• Exercise prompt: Copy out the text below on Uzbekistan at the Hopman Cup word for word, from its first line to its last.

• Extract:
▶

- First year: 2003
- Years played: 1
- Best finish: 4th in group
- Most total wins: Iroda Tulyaganova (2–6) Oleg Ogorodov (2–6)
- Most singles wins: Iroda Tulyaganova (1–3) Oleg Ogorodov (1–3)
- Most doubles wins: Iroda Tulyaganova (1–3) Oleg Ogorodov (1–3)
- Best doubles team: Iroda Tulyaganova & Oleg Ogorodov (1–3)
- Most years played: Iroda Tulyaganova (1) Oleg Ogorodov (1)

= Uzbekistan at the Hopman Cup =

Sporting event delegation

Uzbekistan is a nation that has competed at the Hopman Cup tournament on one occasion, in 2003. In 2003, Uzbekistan won their qualification play-off but went on to place fourth in group A.

Before its dissolution, Uzbekistan used to form part of the Soviet Union which also competed at the Hopman Cup on two occasions in the early 1990s. Additionally, Uzbekistan is a member of the CIS which entered a team into the 1992 event.

◀

• Data extract:
▶

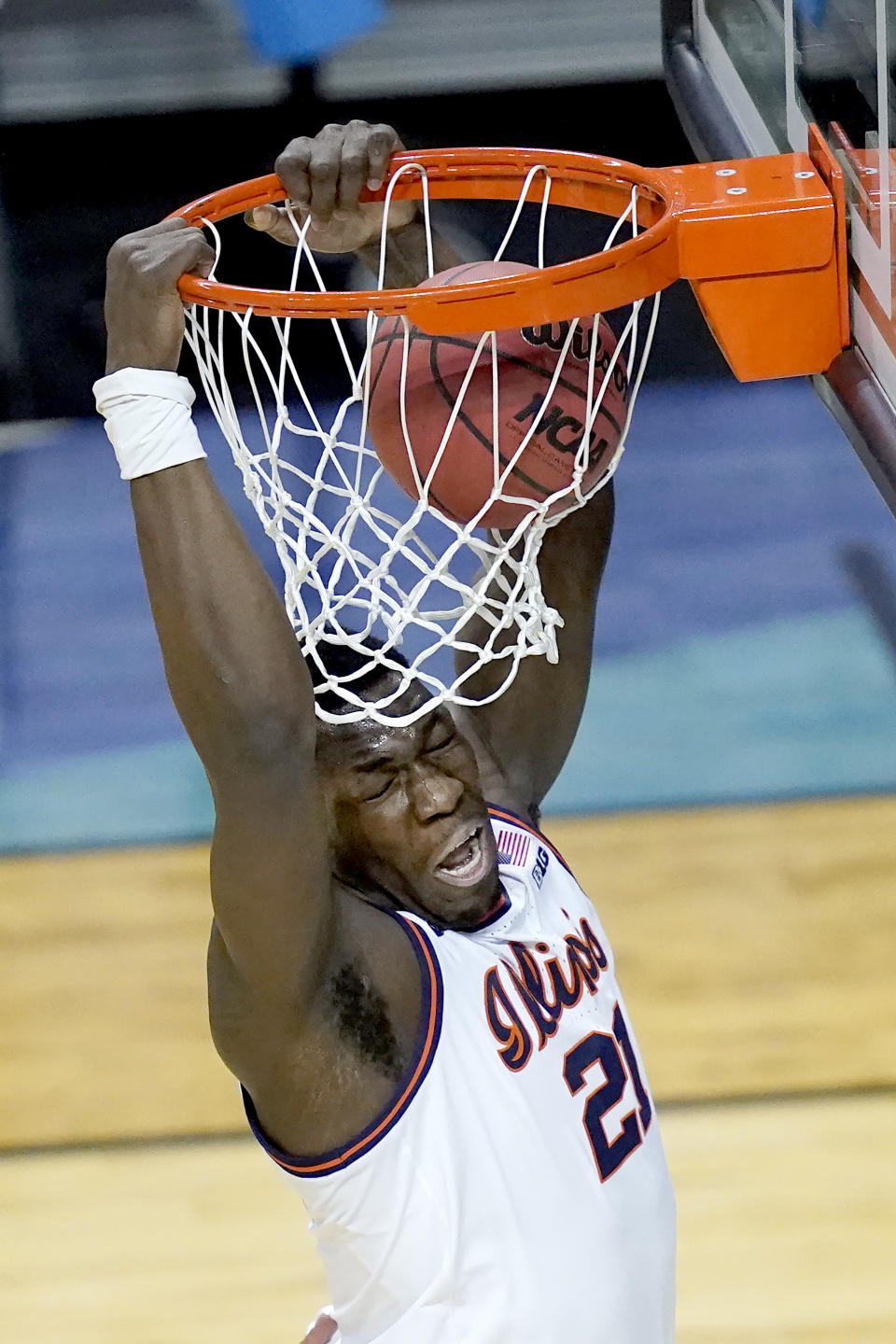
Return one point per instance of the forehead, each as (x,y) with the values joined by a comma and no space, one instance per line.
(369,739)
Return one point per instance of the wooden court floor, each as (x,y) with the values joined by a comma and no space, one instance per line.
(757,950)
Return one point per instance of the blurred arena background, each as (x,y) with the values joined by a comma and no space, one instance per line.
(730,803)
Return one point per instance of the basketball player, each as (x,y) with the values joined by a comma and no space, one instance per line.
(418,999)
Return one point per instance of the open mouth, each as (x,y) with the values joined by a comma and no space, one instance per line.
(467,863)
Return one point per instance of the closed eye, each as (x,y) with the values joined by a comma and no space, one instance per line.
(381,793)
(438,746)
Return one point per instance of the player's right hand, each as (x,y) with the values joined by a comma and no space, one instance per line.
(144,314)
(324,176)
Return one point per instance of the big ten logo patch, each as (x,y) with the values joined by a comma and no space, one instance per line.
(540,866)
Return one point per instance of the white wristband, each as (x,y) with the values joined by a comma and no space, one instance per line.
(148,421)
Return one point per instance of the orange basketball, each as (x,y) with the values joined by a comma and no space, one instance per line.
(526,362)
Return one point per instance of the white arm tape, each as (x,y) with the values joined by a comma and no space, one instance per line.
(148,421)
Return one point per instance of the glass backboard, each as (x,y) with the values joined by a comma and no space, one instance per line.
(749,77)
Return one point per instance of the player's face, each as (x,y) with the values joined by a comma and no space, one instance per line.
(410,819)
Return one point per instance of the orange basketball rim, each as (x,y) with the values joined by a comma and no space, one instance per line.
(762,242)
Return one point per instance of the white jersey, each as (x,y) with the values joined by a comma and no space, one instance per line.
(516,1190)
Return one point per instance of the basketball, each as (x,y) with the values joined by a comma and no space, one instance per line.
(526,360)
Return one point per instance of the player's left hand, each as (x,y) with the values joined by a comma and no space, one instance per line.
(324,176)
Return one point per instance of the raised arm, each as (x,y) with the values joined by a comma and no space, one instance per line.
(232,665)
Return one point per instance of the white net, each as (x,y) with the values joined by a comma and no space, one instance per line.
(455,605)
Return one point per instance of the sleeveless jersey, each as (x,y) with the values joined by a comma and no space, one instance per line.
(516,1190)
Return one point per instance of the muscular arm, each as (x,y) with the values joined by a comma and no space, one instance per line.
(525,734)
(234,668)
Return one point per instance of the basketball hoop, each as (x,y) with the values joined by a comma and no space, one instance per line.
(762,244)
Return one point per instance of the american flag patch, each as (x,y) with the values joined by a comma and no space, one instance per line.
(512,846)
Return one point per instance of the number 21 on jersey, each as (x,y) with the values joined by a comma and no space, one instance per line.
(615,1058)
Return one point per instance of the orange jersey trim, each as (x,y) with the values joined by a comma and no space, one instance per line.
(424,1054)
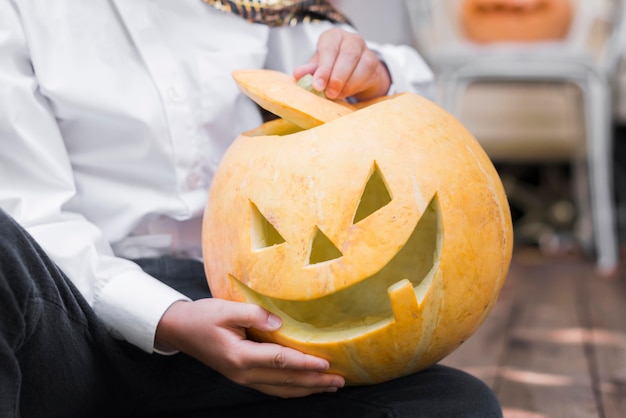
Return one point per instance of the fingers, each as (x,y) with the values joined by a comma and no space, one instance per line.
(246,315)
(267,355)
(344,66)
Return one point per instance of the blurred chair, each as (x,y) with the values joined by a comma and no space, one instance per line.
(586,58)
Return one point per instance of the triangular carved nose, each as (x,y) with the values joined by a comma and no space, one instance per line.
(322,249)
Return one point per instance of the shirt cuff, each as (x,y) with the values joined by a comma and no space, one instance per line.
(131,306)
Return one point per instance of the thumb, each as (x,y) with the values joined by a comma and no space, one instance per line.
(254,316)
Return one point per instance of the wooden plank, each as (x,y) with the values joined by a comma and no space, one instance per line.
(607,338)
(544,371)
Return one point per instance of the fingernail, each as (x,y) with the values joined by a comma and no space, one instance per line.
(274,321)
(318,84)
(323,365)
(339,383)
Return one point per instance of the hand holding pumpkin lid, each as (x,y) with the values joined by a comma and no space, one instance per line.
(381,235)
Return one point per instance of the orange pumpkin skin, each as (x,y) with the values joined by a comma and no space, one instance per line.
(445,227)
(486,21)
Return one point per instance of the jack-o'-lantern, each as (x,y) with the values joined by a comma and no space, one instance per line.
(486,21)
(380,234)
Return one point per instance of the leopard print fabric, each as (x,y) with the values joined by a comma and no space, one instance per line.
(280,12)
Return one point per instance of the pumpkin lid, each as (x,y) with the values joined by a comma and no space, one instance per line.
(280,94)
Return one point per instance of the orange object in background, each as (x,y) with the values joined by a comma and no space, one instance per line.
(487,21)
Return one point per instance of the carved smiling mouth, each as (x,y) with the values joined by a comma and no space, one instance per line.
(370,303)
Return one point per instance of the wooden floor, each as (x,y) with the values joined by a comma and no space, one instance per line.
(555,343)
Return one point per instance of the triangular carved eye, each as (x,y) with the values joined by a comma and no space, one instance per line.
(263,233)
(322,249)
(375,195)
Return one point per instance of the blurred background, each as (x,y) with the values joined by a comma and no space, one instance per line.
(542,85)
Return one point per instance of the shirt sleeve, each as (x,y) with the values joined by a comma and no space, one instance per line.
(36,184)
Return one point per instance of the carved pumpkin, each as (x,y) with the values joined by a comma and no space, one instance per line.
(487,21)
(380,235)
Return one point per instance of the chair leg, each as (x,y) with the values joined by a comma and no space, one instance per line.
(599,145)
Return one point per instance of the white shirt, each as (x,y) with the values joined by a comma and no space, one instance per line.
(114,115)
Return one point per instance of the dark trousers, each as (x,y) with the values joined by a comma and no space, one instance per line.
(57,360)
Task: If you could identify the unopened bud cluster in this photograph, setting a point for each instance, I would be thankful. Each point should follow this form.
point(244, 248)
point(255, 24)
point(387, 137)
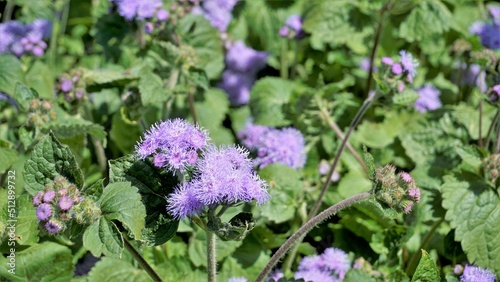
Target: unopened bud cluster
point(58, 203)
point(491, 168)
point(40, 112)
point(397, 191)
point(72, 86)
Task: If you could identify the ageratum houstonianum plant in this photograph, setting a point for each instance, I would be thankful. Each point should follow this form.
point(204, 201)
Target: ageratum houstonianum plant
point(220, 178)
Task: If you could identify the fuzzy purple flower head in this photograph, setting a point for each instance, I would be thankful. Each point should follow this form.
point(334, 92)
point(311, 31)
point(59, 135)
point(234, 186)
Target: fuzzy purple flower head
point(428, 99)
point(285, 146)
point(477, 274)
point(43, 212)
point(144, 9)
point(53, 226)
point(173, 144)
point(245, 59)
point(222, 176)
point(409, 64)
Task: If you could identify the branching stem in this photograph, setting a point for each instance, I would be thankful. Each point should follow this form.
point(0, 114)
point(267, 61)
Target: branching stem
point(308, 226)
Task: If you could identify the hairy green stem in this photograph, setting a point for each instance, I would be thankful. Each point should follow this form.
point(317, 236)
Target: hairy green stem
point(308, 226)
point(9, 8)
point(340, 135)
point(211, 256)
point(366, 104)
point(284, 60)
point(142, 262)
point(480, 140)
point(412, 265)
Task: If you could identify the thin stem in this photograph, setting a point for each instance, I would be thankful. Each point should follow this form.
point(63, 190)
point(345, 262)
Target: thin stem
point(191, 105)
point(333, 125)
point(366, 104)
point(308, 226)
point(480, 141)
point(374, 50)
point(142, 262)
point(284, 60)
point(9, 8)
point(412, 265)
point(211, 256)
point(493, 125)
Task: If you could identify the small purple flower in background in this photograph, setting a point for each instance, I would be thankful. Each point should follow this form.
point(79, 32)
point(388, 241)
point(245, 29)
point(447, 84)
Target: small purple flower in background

◀

• Answer for the task:
- First year: 2003
- Years played: 1
- Best finish: 4th in group
- Most total wins: Iroda Tulyaganova (2–6) Oleg Ogorodov (2–6)
- Most singles wins: Iroda Tulyaganova (1–3) Oleg Ogorodov (1–3)
- Most doubles wins: Iroda Tulyaganova (1–3) Oleg Ogorodov (1–3)
- Best doubles team: Iroda Tulyaganova & Oleg Ogorodov (1–3)
- Most years played: Iroda Tulyaganova (1) Oleg Ogorodov (1)

= Uzbekistan at the Hopman Cup =

Sporting event delegation

Uzbekistan is a nation that has competed at the Hopman Cup tournament on one occasion, in 2003. In 2003, Uzbekistan won their qualification play-off but went on to place fourth in group A.

Before its dissolution, Uzbekistan used to form part of the Soviet Union which also competed at the Hopman Cup on two occasions in the early 1990s. Additionally, Uzbekistan is a member of the CIS which entered a team into the 1992 event.